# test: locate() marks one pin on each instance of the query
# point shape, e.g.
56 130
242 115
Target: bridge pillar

[AIM OF THE EXERCISE]:
Repeat all entries. Match them exactly.

[RESULT OF THE EXERCISE]:
# test: locate() marks one pin on each instance of the query
# point shape, e.g.
56 130
242 115
Target: bridge pillar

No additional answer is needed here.